Requirement A:
Please copy out the stretch of the essay on critical thinking from "By far the most" through "making these decisions.".
Requirement B:
List the things that the essay on critical thinking says software engineers are constantly bombarded with.
Requirement C:
Carry on the essay on critical thinking from its last sentence.

Excerpted passage:
__________
I am sometimes asked whether doing a PhD was worth it, given that I left academia and research to become a full-time software developer. My answer is an unequivocal “yes”, despite the fact that my thesis is about as relevant to what I do now as a book on the sex lives of giraffes.
By far the most important skill I learnt during that time was not any particular technical knowledge, but rather a general approach to critical thinking—how to evaluate evidence and make rational choices. In a profession such as software engineering, where we are constantly bombarded with new technologies, products and architectural styles, it is absolutely essential to be able to step back and evaluate the pros and cons to form sensible technology choices. In this post I’ll try and summarise the approach I take to making these decisions.
Critical thinking has a long history, with modern Western critique having its roots in the Enlightenment. It is hard to summarise this long tradition of thought, but the basic theme is one of moving away from accepting arguments on authority or dogma, and instead placing emphasis on reasoning and evidence.
- Deduction applies general rules to known facts to derive new facts that follow. In other words, given a rule IF a THEN b and known fact a then we can derive b. This is the primary form of reasoning in logic and mathematics.
- Induction attempts to derive general rules from observations and known facts. That is, given observations that b seems to always follow a, then infer the rule IF a THEN b. This is a form of reasoning most closely associated with science.
__________
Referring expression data
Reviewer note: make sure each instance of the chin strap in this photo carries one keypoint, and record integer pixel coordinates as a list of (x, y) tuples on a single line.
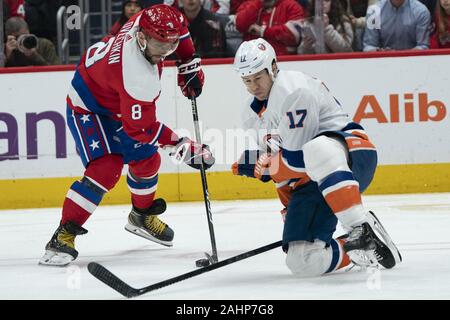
[(142, 47)]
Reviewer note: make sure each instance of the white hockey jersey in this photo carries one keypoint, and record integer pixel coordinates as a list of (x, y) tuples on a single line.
[(299, 108)]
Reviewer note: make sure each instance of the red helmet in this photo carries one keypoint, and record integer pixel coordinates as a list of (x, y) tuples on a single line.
[(162, 23)]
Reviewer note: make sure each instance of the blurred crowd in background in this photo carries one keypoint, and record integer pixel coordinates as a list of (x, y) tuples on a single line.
[(30, 27)]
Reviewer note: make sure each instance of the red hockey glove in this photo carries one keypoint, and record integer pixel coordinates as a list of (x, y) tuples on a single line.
[(191, 77), (192, 153)]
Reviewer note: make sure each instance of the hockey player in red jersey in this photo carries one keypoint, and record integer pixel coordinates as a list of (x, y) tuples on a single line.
[(111, 112)]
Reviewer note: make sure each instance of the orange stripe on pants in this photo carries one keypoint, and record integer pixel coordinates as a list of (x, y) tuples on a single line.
[(343, 198), (345, 258)]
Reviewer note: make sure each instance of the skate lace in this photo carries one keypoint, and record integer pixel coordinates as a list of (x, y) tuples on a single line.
[(67, 239), (355, 233), (154, 224)]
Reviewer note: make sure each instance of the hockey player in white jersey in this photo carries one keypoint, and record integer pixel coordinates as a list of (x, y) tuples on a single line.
[(320, 162)]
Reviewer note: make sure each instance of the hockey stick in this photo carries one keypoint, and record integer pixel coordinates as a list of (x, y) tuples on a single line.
[(210, 258), (107, 277)]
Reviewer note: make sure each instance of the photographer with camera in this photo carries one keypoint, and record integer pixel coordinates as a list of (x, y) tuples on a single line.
[(25, 49)]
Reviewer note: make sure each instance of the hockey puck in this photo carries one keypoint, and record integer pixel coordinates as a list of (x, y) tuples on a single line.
[(202, 263)]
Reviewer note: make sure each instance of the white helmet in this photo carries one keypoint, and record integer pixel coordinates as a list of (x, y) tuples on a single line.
[(254, 56)]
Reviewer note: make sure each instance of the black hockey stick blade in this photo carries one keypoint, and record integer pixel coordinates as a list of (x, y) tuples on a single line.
[(120, 286), (108, 278)]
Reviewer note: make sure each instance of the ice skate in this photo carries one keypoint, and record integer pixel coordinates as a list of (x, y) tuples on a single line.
[(60, 250), (146, 224), (368, 247)]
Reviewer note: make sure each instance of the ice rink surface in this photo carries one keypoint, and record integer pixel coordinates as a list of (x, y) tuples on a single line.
[(418, 223)]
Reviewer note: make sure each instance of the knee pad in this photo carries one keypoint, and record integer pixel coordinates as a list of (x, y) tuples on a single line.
[(145, 168), (106, 170), (308, 259), (324, 155)]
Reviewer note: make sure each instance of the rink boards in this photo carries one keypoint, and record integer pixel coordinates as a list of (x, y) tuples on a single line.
[(402, 101)]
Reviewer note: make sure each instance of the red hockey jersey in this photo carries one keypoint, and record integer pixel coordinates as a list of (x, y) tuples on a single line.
[(114, 79)]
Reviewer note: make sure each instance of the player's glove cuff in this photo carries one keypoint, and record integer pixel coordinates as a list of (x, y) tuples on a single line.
[(253, 164)]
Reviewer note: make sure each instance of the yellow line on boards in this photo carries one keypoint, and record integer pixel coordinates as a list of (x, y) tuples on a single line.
[(50, 192)]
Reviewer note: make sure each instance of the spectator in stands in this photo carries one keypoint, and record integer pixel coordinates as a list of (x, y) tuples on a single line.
[(273, 20), (430, 4), (356, 10), (24, 49), (441, 35), (41, 17), (13, 8), (337, 33), (206, 31), (397, 25), (129, 9)]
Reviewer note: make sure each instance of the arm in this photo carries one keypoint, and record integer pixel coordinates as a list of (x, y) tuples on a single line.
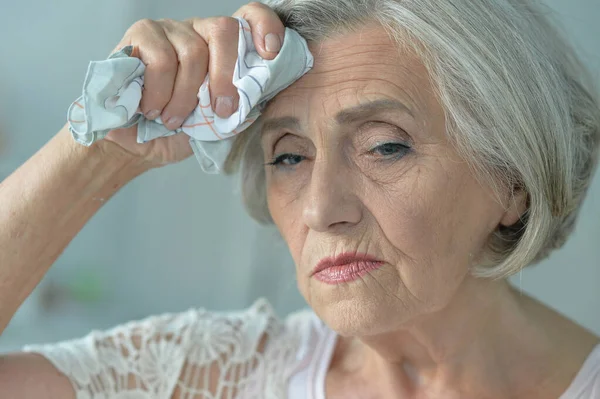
[(46, 202)]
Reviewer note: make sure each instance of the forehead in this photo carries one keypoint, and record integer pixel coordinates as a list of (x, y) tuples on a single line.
[(355, 67)]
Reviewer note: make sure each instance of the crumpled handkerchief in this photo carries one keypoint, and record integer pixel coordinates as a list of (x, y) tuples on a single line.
[(113, 89)]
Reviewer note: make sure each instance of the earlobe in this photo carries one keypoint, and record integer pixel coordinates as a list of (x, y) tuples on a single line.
[(517, 206)]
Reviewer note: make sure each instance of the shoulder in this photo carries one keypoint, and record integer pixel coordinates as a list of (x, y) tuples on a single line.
[(587, 381), (179, 354)]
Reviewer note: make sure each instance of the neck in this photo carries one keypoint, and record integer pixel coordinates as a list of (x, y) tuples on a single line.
[(489, 342)]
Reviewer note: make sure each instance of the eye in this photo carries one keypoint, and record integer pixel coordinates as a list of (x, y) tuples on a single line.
[(286, 160), (390, 150)]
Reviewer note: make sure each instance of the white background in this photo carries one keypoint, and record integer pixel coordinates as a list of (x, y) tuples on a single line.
[(176, 238)]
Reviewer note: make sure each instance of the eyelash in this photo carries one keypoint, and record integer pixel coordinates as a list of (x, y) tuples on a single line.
[(401, 150)]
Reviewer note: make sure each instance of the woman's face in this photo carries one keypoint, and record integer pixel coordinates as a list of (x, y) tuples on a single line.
[(362, 165)]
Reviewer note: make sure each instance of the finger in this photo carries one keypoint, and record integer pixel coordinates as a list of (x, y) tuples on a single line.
[(268, 31), (159, 56), (221, 35), (192, 53)]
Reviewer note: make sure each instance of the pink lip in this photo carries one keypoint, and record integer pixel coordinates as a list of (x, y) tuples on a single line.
[(345, 268)]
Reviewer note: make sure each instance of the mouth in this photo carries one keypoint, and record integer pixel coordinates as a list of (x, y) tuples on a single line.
[(345, 268)]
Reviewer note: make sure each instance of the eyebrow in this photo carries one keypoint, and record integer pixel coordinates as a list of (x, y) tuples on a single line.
[(344, 117)]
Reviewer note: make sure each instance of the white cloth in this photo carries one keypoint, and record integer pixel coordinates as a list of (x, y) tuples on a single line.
[(112, 93), (251, 355)]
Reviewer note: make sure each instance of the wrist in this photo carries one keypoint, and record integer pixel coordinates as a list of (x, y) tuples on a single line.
[(103, 167)]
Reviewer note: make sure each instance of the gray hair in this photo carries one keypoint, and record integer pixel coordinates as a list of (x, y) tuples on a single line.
[(520, 107)]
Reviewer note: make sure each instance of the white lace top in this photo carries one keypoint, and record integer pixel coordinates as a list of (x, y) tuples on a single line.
[(208, 355)]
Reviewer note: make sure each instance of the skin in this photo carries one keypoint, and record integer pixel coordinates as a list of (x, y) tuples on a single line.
[(420, 326), (415, 342)]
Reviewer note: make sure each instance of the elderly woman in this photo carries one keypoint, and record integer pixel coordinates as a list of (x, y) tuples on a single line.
[(434, 149)]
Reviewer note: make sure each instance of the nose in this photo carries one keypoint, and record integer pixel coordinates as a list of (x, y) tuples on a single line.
[(330, 202)]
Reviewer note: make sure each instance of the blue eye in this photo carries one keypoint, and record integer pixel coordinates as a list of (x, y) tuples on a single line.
[(287, 160), (390, 150)]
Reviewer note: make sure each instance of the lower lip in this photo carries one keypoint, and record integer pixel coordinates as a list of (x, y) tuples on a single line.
[(346, 273)]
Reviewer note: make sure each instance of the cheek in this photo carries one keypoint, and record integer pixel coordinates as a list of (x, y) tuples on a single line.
[(283, 200)]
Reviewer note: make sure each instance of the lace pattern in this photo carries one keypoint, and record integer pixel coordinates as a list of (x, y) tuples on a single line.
[(195, 354)]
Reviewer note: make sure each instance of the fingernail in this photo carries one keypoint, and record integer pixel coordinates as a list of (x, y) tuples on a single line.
[(174, 122), (272, 43), (224, 106), (152, 114)]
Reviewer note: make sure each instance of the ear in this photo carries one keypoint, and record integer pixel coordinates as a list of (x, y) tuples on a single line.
[(517, 206)]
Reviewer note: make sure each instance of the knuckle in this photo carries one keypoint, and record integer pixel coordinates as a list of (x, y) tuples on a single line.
[(164, 62), (194, 51), (222, 26), (144, 23)]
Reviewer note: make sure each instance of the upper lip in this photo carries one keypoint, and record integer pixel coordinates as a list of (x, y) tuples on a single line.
[(343, 259)]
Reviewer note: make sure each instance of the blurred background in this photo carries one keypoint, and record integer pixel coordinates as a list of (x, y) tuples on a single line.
[(176, 238)]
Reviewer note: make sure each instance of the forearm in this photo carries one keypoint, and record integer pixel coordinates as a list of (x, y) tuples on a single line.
[(46, 202)]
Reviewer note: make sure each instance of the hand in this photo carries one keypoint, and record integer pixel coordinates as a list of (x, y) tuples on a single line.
[(178, 55)]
__________
Answer space A:
By far the most important skill I learnt during that time was not any particular technical knowledge, but rather a general approach to critical thinking—how to evaluate evidence and make rational choices. In a profession such as software engineering, where we are constantly bombarded with new technologies, products and architectural styles, it is absolutely essential to be able to step back and evaluate the pros and cons to form sensible technology choices. In this post I’ll try and summarise the approach I take to making these decisions.

Answer space B:
New technologies, products, architectural styles

Answer space C:
- Abduction tries to explain observations by reference to general rules and known facts. That is, given an observation of b and knowledge of a general rule IF a THEN b then we can posit that a may also be true. This kind of reasoning is associated with diagnostics and explanation.
Of these three forms, only deduction is usually sound. That is given, true initial facts and sound rules of inference, then the derived facts are guaranteed to also be true. The same is not true of induction or abduction: there may be other rules that provide a better explanation of observations, and there may be many possible causes that could explain an observation.
Unfortunately, much of the reasoning we must do as software engineers is not deductive. Given a number of similar problems and the success or failure of their solutions, we might induce new general design patterns or architectures. Given a number of apparently successful projects that all used a particular product, a vendor may like us to reach the (abductive) conclusion that the product was at least partially responsible for their success. So how do we evaluate these kinds of reasoning if we cannot hope to directly prove them? The answer is to try to gather as much evidence as possible both for and against and to weigh up the pros and cons:
- Adopt a skeptical approach and try to find flaws or mistakes in the reasoning. If you’ve ever presented a paper at an academic conference, you will be well aware of this technique! While it may initially appear as mean-spirited to try to pick holes in other peoples’ work, it serves an absolutely critical purpose. While we may not be able to prove positively that an idea is correct, we can disprove it by finding counterexamples or other flaws. Once we have tried our (collective) hardest to disprove an idea and failed then we begin to have confidence in its validity. This idea is known as falsification (pdf), and is most closely associated with Karl Popper. A theory that it is impossible to disprove is of no value at all.
- Try to find as much evidence for or against an idea as possible, from as wide a number of sources as possible. If we cannot directly prove or disprove an idea, then it will come down to a balance of evidence, and the more we have the better.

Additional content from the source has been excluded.